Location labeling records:
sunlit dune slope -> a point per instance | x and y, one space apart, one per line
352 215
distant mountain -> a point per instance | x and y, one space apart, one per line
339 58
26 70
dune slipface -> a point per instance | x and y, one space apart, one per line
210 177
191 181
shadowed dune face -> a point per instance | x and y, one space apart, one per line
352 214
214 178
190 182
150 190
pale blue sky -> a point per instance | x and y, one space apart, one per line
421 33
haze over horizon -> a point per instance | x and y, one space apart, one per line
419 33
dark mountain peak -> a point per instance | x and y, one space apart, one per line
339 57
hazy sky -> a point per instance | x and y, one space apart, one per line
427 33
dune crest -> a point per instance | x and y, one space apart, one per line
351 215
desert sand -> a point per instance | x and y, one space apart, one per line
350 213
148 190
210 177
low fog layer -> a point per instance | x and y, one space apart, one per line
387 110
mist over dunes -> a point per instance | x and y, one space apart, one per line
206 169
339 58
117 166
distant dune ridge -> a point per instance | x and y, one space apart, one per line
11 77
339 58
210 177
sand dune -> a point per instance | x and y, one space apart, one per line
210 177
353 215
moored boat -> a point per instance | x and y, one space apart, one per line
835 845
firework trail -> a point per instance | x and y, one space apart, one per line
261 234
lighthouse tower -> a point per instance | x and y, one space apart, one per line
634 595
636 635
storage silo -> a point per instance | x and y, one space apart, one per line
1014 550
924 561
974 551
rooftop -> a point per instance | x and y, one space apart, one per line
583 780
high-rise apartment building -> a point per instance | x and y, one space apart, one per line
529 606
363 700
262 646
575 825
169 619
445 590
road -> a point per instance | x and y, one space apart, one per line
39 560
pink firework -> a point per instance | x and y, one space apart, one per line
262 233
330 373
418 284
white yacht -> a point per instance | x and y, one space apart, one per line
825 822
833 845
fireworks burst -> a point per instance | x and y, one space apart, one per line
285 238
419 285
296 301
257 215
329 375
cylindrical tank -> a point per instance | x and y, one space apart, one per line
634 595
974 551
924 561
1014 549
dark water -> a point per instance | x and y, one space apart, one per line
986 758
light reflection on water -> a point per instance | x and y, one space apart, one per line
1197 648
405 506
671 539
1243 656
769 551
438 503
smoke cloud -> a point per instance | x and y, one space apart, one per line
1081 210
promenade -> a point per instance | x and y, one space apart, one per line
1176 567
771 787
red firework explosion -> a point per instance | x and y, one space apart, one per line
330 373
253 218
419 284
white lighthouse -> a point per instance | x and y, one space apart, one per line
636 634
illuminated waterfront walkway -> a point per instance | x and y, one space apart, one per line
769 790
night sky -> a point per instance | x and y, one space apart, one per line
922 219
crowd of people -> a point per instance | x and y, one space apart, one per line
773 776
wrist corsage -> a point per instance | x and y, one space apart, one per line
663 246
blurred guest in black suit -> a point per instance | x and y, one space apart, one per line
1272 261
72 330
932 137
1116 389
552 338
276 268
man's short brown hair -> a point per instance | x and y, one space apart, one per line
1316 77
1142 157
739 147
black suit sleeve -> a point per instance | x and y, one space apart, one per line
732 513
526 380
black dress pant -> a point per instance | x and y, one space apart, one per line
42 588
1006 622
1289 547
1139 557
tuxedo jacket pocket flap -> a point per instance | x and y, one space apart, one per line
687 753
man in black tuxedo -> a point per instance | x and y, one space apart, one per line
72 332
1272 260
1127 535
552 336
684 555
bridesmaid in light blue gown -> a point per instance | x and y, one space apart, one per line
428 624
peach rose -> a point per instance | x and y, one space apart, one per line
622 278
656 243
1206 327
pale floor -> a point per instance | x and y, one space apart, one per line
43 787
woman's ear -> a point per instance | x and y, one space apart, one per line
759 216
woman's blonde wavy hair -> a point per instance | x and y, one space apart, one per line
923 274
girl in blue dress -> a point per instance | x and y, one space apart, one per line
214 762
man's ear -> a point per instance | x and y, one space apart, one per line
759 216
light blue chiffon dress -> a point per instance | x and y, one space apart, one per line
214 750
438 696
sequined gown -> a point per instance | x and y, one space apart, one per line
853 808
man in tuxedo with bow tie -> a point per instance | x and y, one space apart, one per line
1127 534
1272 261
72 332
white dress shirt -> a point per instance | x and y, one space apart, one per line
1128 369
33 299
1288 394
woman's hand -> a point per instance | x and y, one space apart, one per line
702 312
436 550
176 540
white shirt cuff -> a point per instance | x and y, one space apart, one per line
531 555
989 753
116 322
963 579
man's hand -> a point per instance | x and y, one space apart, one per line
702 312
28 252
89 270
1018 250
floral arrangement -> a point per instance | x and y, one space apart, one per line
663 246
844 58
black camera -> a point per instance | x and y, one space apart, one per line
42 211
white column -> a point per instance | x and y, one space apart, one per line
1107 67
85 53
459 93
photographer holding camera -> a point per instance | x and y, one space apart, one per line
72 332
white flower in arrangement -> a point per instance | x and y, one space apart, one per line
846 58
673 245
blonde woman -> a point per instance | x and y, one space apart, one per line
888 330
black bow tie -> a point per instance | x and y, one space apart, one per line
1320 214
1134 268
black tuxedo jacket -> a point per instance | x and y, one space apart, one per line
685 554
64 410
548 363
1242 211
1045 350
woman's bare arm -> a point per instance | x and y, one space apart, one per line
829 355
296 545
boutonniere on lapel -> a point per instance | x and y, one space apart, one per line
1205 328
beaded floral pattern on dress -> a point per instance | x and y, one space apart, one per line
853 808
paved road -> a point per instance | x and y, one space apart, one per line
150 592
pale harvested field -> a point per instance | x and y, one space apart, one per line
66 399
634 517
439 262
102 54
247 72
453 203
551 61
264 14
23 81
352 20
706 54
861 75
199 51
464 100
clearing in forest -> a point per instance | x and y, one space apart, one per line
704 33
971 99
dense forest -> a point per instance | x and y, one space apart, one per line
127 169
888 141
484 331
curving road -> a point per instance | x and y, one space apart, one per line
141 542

> PROMPT
Quote, without any change, each line from the one that contains "floral arrangement ->" through the end of the material.

> PROBLEM SOLUTION
floral arrangement -> a point per instance | x and y, one space apart, one per line
663 246
844 58
black camera -> a point per instance | x and y, one space apart, one per line
42 211
white column -> a point per instance | x and y, one space apart, one per line
1107 67
85 53
459 93
photographer holding camera -> a point per instance | x and y, one space apart, one per line
72 332
white flower in arrangement -> a point per instance | x and y, one space apart, one per line
846 58
673 245
blonde woman -> a point per instance | x and y, one space apart, one per line
888 330
black bow tie -> a point per instance | x and y, one space apart, one per line
1320 214
1134 268
black tuxedo jacket -> a point per instance | x and y, one space apart, one per line
685 554
64 410
548 363
1242 211
1045 350
woman's bare arm -> a point per instance | x and y, one space apart, one per line
829 355
296 545
boutonniere on lapel -> a point per instance | x and y, one space apart, one per line
1205 328
beaded floral pattern on dress -> a point per instance | x and y, one space apart, one per line
853 808
paved road -> a point per instance | x and y, one space apart, one per line
150 592
pale harvested field -> a point per instance | x and y, one space apart, one per line
66 399
634 517
439 262
102 54
247 72
453 203
551 61
264 14
23 81
352 20
706 54
861 75
199 51
464 100
clearing in forest -> a point per instance | x and y, one space apart, one per line
704 33
971 99
dense forest -> a point per instance | x and y, one space apart, one per line
127 169
888 141
484 331
curving road -> a point per instance | x and y, one space apart, one per line
141 542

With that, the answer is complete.